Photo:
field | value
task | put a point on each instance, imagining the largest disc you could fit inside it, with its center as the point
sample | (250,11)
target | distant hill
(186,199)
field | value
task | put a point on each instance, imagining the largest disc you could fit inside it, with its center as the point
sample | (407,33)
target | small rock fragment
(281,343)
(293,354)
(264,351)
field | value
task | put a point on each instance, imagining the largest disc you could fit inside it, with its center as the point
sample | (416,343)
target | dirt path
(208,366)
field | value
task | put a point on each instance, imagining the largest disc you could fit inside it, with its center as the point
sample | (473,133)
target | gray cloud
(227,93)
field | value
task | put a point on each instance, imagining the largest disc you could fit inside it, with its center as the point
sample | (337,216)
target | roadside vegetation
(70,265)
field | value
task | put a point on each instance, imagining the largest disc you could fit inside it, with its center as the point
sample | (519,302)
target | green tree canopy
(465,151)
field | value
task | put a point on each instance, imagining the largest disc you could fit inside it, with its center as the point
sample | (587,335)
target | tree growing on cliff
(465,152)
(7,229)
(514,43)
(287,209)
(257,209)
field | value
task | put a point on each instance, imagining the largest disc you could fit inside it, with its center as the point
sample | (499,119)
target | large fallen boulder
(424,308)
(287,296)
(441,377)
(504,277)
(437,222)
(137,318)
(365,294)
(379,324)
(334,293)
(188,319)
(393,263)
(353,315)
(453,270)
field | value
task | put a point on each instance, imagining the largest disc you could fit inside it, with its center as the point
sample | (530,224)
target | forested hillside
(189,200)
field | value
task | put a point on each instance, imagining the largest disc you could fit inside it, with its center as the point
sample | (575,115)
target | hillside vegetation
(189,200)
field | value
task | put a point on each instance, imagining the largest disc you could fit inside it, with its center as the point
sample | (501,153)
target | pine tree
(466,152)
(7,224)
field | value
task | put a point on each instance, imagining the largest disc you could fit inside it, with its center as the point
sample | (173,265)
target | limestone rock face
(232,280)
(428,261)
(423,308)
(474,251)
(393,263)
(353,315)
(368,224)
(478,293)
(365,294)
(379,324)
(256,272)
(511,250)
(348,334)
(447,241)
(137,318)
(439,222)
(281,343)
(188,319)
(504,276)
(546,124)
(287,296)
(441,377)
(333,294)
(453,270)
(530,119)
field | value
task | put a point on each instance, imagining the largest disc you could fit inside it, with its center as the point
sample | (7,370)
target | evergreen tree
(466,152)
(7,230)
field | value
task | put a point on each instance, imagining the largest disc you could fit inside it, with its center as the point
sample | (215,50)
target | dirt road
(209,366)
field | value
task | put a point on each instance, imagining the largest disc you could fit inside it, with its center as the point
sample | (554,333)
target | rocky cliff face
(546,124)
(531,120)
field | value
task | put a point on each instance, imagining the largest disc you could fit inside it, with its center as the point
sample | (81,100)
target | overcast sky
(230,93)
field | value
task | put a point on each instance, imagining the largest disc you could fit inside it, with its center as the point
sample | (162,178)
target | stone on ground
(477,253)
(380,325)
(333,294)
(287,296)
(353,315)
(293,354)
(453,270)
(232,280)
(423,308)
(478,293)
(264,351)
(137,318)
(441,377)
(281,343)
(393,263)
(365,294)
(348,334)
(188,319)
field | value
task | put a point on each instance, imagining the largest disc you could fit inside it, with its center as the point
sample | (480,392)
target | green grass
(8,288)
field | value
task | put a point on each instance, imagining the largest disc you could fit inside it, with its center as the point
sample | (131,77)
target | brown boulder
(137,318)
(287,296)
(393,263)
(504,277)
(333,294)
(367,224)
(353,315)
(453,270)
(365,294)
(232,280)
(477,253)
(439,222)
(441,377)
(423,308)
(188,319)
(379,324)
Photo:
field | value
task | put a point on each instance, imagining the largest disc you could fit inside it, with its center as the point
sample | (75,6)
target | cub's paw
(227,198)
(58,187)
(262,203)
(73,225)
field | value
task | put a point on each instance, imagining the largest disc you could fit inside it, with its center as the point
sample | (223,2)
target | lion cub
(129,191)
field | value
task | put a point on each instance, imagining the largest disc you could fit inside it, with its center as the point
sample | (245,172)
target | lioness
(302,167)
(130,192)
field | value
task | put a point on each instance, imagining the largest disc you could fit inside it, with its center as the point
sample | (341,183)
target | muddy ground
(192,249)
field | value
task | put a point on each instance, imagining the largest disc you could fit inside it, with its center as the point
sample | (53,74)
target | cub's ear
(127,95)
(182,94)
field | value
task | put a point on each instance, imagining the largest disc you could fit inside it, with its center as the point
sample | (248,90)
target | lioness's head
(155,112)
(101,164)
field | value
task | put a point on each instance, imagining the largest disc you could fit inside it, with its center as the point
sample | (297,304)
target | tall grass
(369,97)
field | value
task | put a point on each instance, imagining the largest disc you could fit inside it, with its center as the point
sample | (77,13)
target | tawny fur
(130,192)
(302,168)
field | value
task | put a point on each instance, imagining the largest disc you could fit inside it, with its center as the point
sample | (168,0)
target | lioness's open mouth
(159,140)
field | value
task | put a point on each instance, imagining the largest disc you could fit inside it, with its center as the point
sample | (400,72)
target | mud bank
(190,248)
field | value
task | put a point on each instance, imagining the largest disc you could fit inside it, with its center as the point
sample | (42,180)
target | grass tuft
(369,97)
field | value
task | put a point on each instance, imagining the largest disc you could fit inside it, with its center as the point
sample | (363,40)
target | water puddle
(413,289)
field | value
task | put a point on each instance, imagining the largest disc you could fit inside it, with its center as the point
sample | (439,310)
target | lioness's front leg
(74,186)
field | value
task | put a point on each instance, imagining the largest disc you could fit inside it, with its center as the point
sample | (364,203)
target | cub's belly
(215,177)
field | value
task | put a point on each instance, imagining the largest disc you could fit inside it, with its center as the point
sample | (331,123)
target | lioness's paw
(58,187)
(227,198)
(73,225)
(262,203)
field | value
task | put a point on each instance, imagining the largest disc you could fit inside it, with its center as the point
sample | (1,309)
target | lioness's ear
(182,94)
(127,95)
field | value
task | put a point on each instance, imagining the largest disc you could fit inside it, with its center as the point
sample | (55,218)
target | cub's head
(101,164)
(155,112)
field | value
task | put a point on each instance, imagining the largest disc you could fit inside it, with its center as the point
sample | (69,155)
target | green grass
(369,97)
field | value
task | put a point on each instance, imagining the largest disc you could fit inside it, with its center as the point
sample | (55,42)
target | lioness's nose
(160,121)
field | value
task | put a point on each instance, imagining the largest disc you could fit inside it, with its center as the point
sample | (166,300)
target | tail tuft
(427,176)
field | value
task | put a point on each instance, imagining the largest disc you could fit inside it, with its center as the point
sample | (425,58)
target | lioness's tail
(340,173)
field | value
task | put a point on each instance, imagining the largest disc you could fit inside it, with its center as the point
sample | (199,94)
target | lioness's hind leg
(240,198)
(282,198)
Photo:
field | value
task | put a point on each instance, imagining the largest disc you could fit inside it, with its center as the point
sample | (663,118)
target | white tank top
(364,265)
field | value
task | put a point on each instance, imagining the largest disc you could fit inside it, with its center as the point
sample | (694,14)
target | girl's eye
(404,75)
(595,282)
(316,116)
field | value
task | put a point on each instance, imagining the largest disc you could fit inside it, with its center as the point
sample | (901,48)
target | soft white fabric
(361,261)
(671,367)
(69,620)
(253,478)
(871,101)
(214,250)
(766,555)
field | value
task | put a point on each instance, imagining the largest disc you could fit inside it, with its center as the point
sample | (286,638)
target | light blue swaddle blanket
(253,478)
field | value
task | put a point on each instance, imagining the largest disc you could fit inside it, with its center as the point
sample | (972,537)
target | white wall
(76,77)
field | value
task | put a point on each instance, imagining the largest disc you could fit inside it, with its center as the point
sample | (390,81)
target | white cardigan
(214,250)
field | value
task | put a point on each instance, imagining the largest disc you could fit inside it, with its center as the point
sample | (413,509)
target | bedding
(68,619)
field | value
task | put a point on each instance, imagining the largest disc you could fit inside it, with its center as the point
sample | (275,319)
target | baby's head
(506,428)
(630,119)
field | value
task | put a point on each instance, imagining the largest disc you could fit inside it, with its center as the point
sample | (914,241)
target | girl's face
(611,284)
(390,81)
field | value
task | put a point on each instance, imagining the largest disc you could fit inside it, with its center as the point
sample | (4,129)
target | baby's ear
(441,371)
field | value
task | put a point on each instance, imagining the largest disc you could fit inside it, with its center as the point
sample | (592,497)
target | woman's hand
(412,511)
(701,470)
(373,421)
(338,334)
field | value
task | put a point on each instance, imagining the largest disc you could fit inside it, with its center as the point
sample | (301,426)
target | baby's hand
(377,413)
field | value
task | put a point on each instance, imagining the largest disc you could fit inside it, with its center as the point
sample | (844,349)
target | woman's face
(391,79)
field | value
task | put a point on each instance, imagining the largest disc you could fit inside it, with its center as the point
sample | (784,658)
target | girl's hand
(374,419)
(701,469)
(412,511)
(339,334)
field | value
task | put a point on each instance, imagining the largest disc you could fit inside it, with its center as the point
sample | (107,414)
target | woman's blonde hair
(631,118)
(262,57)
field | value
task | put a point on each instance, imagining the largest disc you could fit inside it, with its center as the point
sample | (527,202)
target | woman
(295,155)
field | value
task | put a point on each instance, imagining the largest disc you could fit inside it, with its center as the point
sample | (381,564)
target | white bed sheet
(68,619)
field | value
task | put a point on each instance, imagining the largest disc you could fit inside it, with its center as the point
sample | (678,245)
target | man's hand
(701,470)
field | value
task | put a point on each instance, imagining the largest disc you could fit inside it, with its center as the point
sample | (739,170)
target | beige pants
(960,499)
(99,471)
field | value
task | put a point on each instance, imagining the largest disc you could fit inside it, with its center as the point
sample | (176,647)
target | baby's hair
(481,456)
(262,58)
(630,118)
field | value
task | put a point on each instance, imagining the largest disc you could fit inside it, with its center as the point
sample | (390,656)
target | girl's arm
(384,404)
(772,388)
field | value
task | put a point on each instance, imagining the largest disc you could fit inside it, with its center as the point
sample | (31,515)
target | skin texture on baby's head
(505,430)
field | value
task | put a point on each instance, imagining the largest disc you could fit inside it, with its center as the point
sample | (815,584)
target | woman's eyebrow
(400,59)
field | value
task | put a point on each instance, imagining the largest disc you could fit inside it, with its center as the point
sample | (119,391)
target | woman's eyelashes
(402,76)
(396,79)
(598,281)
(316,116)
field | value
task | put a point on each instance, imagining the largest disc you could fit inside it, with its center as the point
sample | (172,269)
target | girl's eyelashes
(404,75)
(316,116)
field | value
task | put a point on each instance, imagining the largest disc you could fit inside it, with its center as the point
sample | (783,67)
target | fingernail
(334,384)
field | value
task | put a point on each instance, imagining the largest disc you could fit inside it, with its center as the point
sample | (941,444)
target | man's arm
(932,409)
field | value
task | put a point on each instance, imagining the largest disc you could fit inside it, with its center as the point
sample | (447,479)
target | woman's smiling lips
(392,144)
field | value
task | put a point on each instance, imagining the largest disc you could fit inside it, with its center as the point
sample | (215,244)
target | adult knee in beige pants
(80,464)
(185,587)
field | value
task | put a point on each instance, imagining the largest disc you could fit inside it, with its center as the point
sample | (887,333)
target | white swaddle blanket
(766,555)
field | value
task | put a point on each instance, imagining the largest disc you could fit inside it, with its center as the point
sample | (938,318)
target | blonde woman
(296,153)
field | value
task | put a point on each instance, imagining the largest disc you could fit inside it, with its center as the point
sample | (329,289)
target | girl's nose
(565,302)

- What to work on
Show every line of the items above that contains the word "blonde".

- Response to this task
target | woman's blonde hair
target | blonde woman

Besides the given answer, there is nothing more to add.